Work item> Please copy each line below that contains the word "track".

Extracted records:
######
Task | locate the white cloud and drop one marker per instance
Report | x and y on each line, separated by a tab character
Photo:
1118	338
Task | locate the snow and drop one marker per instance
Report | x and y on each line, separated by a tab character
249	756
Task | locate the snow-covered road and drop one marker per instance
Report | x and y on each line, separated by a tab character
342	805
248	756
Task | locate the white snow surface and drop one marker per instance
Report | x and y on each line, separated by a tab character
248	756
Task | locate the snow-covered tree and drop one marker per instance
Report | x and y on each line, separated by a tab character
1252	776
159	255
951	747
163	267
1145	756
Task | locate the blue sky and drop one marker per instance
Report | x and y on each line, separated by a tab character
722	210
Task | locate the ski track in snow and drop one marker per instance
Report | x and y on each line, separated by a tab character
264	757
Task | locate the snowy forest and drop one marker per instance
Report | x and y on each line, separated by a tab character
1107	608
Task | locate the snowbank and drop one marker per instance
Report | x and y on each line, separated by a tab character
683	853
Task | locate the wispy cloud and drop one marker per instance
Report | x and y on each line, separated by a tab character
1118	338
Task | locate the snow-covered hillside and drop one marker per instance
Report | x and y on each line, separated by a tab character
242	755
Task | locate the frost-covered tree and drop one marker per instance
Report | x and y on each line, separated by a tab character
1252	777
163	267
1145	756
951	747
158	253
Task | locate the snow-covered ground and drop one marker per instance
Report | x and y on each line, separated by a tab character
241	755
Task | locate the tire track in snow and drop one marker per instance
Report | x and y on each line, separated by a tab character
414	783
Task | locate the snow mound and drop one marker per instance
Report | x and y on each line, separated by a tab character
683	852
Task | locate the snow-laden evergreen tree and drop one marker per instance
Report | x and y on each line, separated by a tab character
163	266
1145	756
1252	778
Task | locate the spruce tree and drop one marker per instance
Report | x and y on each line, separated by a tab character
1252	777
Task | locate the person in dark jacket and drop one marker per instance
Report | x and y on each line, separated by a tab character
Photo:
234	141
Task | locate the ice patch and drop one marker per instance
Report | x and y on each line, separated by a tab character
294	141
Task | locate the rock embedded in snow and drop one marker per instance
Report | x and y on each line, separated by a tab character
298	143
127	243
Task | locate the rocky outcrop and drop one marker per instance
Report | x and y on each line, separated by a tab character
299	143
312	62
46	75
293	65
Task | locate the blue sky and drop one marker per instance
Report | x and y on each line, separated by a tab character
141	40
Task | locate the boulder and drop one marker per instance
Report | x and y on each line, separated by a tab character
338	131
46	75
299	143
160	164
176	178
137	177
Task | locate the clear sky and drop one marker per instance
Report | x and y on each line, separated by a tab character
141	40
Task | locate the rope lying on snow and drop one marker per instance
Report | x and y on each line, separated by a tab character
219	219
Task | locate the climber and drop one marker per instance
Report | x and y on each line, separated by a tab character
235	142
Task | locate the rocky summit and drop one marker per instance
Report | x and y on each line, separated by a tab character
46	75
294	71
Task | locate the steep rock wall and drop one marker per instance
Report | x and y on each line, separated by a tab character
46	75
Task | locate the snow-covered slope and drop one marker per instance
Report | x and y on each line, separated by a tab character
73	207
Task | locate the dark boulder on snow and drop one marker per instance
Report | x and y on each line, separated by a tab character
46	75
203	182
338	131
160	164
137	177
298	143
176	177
######
Task solution>
Task | locate the ski track in snow and drop one marker per instance
Task | locate the tire track in snow and drop one marker per instance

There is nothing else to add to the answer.